Reproduce every line character for character, from the one containing "- **Query:** white wall background" down to the end of the items.

═════ TASK DATA

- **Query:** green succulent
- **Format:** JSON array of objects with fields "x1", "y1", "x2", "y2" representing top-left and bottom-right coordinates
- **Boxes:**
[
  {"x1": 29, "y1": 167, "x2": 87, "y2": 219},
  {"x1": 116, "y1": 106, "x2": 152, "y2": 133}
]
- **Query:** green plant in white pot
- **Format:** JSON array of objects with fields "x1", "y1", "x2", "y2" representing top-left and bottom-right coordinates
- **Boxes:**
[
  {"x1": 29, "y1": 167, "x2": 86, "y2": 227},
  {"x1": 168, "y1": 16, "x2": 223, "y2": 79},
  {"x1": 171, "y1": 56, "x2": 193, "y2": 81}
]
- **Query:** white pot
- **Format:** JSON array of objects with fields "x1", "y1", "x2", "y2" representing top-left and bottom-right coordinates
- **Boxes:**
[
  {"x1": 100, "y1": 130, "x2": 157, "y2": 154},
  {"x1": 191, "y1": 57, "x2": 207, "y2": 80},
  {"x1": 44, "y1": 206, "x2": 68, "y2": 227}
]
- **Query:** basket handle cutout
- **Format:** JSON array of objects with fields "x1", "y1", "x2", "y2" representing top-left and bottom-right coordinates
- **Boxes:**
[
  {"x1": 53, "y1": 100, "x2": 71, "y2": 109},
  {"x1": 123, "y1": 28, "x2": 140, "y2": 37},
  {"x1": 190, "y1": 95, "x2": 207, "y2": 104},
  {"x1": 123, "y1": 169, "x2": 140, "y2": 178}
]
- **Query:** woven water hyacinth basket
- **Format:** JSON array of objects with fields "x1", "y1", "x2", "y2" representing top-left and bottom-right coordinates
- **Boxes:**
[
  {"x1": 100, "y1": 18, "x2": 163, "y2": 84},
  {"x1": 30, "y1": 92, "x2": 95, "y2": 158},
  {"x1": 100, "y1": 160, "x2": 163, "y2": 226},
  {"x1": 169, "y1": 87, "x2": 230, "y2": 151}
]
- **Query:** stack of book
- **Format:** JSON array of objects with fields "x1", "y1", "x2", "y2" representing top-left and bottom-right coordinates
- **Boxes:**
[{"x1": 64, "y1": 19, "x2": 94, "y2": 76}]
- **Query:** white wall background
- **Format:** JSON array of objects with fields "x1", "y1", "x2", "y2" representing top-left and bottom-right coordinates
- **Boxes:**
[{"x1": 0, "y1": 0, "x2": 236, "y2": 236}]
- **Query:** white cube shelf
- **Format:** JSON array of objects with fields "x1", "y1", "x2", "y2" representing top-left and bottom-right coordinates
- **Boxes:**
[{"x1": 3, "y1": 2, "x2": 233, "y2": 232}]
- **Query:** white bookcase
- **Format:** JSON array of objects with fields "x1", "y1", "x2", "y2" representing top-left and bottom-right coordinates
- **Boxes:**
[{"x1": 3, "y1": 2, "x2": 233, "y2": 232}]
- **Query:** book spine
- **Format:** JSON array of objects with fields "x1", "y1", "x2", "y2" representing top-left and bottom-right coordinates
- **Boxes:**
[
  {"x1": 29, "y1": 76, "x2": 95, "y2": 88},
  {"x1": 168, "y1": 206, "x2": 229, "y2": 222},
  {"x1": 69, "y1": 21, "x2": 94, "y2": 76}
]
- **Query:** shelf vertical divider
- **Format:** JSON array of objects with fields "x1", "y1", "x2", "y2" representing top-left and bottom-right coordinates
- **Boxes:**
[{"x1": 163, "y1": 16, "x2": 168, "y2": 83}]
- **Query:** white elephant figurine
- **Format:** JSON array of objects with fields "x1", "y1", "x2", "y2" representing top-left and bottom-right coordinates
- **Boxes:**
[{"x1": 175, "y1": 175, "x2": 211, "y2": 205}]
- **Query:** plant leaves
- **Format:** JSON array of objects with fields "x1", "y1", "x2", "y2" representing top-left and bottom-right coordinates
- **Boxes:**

══════════

◆ COMPLETE RESPONSE ◆
- **Query:** white wall background
- **Format:** JSON array of objects with fields "x1", "y1", "x2", "y2" representing top-left and bottom-right coordinates
- **Boxes:**
[{"x1": 0, "y1": 0, "x2": 236, "y2": 236}]
- **Query:** white cube shelf
- **Format:** JSON array of objects with fields "x1", "y1", "x2", "y2" representing top-left and bottom-right coordinates
- **Boxes:**
[{"x1": 3, "y1": 2, "x2": 233, "y2": 232}]
- **Query:** white bookcase
- **Format:** JSON array of objects with fields "x1", "y1", "x2", "y2" representing top-left and bottom-right coordinates
- **Boxes:**
[{"x1": 3, "y1": 2, "x2": 233, "y2": 232}]
- **Query:** book spine
- **Format:** JSON array of objects with fields "x1", "y1", "x2", "y2" representing top-left and bottom-right coordinates
- **Boxes:**
[
  {"x1": 29, "y1": 76, "x2": 95, "y2": 88},
  {"x1": 168, "y1": 206, "x2": 229, "y2": 222},
  {"x1": 69, "y1": 21, "x2": 94, "y2": 76}
]
- **Query:** shelf vertical divider
- **Format:** JSON array of objects with fields "x1", "y1", "x2", "y2" representing top-left and bottom-right coordinates
- **Boxes:**
[{"x1": 163, "y1": 16, "x2": 168, "y2": 83}]
- **Query:** white elephant figurine
- **Format:** JSON array of objects with fields "x1", "y1", "x2", "y2" representing top-left and bottom-right coordinates
- **Boxes:**
[{"x1": 175, "y1": 175, "x2": 211, "y2": 205}]
- **Query:** plant leaves
- **Format:** JSON array of objects with fields "x1", "y1", "x2", "y2" representing top-left and bottom-right coordinates
- **Boxes:**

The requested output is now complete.